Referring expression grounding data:
━━━━━━━━━━━━━━━━━━━━━━━━━━━━━━

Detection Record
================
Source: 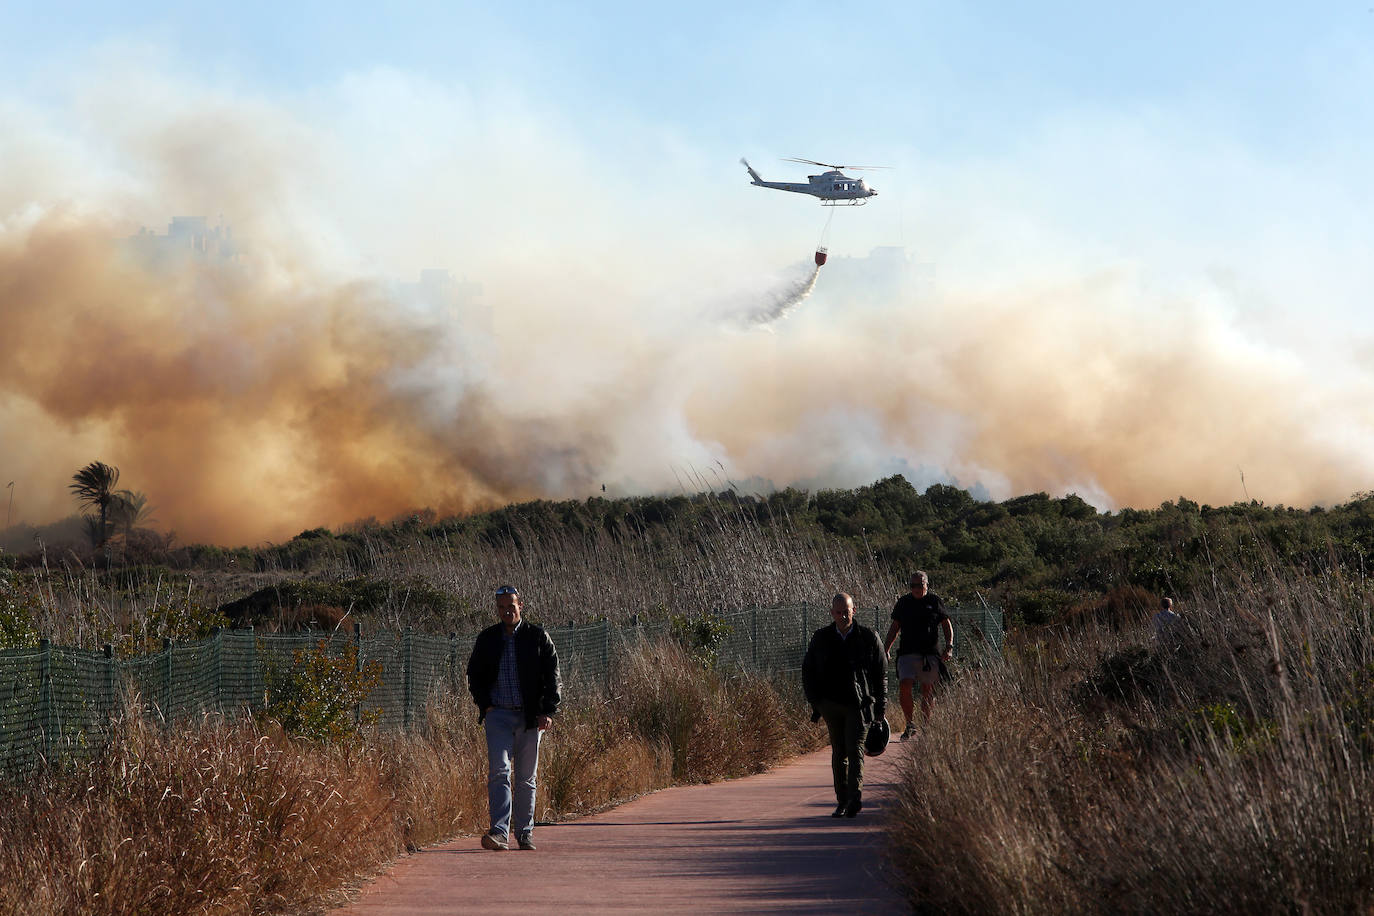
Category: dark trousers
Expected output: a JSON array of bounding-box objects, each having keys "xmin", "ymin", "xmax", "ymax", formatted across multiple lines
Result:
[{"xmin": 819, "ymin": 699, "xmax": 864, "ymax": 803}]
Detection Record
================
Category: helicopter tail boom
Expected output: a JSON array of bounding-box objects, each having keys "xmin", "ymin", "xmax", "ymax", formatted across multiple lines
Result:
[{"xmin": 740, "ymin": 157, "xmax": 764, "ymax": 185}]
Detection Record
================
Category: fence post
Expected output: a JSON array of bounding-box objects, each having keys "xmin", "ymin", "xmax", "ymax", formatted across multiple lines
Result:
[
  {"xmin": 403, "ymin": 626, "xmax": 414, "ymax": 729},
  {"xmin": 751, "ymin": 607, "xmax": 759, "ymax": 668},
  {"xmin": 210, "ymin": 626, "xmax": 222, "ymax": 715},
  {"xmin": 353, "ymin": 622, "xmax": 364, "ymax": 726},
  {"xmin": 162, "ymin": 637, "xmax": 173, "ymax": 725},
  {"xmin": 39, "ymin": 637, "xmax": 53, "ymax": 765},
  {"xmin": 246, "ymin": 625, "xmax": 258, "ymax": 712},
  {"xmin": 102, "ymin": 641, "xmax": 115, "ymax": 709},
  {"xmin": 603, "ymin": 619, "xmax": 612, "ymax": 694}
]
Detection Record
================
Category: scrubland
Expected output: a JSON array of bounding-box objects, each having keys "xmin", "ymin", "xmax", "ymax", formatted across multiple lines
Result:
[
  {"xmin": 889, "ymin": 558, "xmax": 1374, "ymax": 914},
  {"xmin": 0, "ymin": 639, "xmax": 816, "ymax": 916},
  {"xmin": 0, "ymin": 495, "xmax": 850, "ymax": 916},
  {"xmin": 6, "ymin": 480, "xmax": 1374, "ymax": 913}
]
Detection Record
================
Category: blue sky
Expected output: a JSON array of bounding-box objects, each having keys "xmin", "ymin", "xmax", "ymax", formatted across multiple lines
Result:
[
  {"xmin": 3, "ymin": 3, "xmax": 1374, "ymax": 538},
  {"xmin": 7, "ymin": 2, "xmax": 1369, "ymax": 152}
]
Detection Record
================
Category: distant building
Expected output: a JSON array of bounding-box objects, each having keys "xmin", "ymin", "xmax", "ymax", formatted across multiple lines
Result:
[
  {"xmin": 818, "ymin": 246, "xmax": 931, "ymax": 309},
  {"xmin": 127, "ymin": 216, "xmax": 238, "ymax": 267},
  {"xmin": 395, "ymin": 268, "xmax": 490, "ymax": 334}
]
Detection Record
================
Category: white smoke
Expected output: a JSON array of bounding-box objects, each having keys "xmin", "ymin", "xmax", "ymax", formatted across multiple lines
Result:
[{"xmin": 744, "ymin": 263, "xmax": 823, "ymax": 328}]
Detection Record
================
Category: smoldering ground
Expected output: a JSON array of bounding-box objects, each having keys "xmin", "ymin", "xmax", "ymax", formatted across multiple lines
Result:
[{"xmin": 3, "ymin": 61, "xmax": 1374, "ymax": 545}]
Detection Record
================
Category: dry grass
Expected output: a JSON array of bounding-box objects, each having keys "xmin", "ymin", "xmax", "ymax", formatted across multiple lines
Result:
[
  {"xmin": 0, "ymin": 714, "xmax": 398, "ymax": 916},
  {"xmin": 0, "ymin": 635, "xmax": 822, "ymax": 916},
  {"xmin": 887, "ymin": 562, "xmax": 1374, "ymax": 915},
  {"xmin": 12, "ymin": 493, "xmax": 895, "ymax": 646},
  {"xmin": 0, "ymin": 494, "xmax": 864, "ymax": 912}
]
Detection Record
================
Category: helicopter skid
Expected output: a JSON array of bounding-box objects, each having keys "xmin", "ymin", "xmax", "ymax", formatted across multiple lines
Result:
[{"xmin": 821, "ymin": 199, "xmax": 868, "ymax": 207}]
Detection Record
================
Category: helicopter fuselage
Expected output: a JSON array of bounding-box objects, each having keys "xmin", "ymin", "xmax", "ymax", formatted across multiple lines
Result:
[{"xmin": 741, "ymin": 160, "xmax": 877, "ymax": 206}]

━━━━━━━━━━━━━━━━━━━━━━━━━━━━━━

Task prompt: Beginning at the line above with "Category: smoldering ground" and finishing at the line with "Category: helicopter fuselage", return each line exactly and return nothing else.

Exercise response:
Category: smoldering ground
Expected output: a JSON array of bounding-box objects, each having keys "xmin", "ymin", "xmax", "ymax", formatted across multiple lines
Result:
[{"xmin": 3, "ymin": 61, "xmax": 1374, "ymax": 545}]
Detection Record
================
Category: dry grass
Expected output: a JSON array of bounding-box objects, each having keys "xmin", "ymin", "xmax", "ymax", formatted across multiple lines
Result:
[
  {"xmin": 0, "ymin": 714, "xmax": 398, "ymax": 916},
  {"xmin": 0, "ymin": 635, "xmax": 822, "ymax": 916},
  {"xmin": 887, "ymin": 562, "xmax": 1374, "ymax": 915},
  {"xmin": 12, "ymin": 493, "xmax": 895, "ymax": 646},
  {"xmin": 0, "ymin": 494, "xmax": 864, "ymax": 912}
]
Detection Record
================
Category: helicopter skid
Expected output: a JSON array of bounding-box objects, each having keys "xmin", "ymin", "xmax", "ymax", formatted across multiple lines
Result:
[{"xmin": 821, "ymin": 199, "xmax": 868, "ymax": 207}]
Detection Record
================
Category: helicopter fuselage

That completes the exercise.